▶ DETALLES DEL PROBLEMA
Sigue escribiendo el texto sobre el surrealismo justo después de su última oración.

▶ FRAGMENTO SELECCIONADO
══════════════════════════════
Autopsia de un cadáver exquisito:
muerte y milagros del surrealismo.
Dicen los lexicógrafos —esos
seres que luego de escribir diccionarios echan a andar por los
caminos de la locura (Sir James Murray dixit)—
que no hay nada más muerto que una palabra cuando ha entrado,
finalmente, a formar parte de un diccionario. Es decir, el lenguaje
es vivo e inasible mientras discurre por los labios de los hablantes
y se volatiza por las calles; luego, el margen de su improvisación
semántica se va reduciendo, hasta que se lexicaliza y al final, uno
puede leer la entrada correspondiente en el diccionario como su
dignísimo epitafio.
══════════════════════════════
▶ SECCIÓN DE DATOS
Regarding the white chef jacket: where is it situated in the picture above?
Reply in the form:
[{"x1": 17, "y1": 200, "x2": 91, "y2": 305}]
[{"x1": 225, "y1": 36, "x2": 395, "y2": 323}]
══════════════════════════════
▶ RESPUESTA DE LA TAREA
Desde esa óptica, es significativo que
la voz surrealista haya tardado casi un siglo en figurar en
los diccionarios convencionales (incluso hoy, el paquidérmico y
anquilosado DRAE no la registra y la ultracorrige por la de
“superrealista”). El Oxford English Dictionary, en cambio,
define el adjetivo como “perteneciente al surrealismo” y, en
segundo lugar, agrega un interesante sinónimo: “bizarre”.
Podemos perfectamente imaginarnos a André Breton agraviado al
enterarse de que su propuesta estética terminó por entenderse en
nuestro siglo como una simple “rareza”, como un “sinsentido”.
Pero ¿cómo ocurrió este proceso? No
pretendo dar una respuesta absoluta pero aventuro la siguente: los
públicos hemos venido asociando consistentemente al surrealismo
con cierto tipo de automatismo onírico. Además de sus propias
definiciones en los manifiestos, eran famosas las sesiones de
interpretación de sueños dentro del grupo que desde siempre se
sintió atraído por el azar, por el absurdo, por la lógica
imposible y borrosa de los sueños.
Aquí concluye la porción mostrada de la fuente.